• TASK GOAL: Across the data, every line with the word "carved" counts once; state the total alone.

• Region pointing data:
####################
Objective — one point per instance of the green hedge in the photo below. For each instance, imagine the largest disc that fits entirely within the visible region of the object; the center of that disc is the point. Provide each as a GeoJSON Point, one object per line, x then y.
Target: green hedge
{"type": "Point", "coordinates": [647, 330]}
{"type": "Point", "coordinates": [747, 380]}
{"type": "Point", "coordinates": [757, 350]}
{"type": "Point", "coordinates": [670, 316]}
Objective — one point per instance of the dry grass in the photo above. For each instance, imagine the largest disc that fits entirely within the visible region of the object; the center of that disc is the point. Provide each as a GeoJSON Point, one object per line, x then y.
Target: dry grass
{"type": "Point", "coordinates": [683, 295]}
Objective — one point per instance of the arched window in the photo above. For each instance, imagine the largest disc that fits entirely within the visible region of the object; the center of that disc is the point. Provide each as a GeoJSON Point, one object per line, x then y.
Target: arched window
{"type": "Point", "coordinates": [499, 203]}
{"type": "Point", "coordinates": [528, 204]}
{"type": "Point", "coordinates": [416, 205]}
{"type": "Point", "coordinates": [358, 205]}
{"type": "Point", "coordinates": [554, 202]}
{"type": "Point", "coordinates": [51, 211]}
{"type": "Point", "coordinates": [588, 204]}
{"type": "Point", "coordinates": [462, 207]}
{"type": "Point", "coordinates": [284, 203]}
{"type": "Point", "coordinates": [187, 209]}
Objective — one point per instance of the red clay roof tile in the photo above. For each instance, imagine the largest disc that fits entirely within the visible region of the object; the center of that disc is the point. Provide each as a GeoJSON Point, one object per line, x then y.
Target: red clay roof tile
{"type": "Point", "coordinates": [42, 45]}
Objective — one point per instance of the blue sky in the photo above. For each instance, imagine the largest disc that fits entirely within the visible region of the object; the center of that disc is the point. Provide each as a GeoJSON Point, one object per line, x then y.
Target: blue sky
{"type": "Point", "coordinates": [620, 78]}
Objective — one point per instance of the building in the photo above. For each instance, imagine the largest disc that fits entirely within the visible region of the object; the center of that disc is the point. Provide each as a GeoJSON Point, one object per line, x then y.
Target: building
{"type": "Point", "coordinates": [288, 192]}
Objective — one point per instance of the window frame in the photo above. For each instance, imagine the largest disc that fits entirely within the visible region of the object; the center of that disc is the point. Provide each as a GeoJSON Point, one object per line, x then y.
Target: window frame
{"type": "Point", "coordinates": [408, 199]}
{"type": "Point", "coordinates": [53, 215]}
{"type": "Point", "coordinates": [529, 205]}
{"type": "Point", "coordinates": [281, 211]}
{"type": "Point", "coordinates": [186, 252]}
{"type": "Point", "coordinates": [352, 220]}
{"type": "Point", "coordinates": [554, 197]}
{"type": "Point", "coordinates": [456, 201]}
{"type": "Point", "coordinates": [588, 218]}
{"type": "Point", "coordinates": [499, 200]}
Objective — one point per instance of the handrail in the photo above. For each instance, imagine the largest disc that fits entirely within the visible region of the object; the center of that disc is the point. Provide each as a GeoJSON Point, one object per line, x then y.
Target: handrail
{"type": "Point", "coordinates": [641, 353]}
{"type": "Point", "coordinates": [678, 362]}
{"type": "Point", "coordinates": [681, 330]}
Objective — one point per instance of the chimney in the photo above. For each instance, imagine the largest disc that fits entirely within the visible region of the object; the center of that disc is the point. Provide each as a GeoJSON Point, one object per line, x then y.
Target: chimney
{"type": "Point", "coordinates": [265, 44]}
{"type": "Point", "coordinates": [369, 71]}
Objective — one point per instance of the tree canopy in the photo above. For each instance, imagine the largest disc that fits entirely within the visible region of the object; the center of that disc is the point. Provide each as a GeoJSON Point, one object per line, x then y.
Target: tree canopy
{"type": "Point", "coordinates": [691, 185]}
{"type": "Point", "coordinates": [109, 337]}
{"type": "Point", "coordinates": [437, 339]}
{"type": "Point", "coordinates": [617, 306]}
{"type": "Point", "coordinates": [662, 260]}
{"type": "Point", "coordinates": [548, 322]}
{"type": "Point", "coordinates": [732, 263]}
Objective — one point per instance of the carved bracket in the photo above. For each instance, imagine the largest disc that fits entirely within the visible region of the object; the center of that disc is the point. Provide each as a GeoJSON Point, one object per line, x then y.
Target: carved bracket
####################
• TASK SOLUTION: 2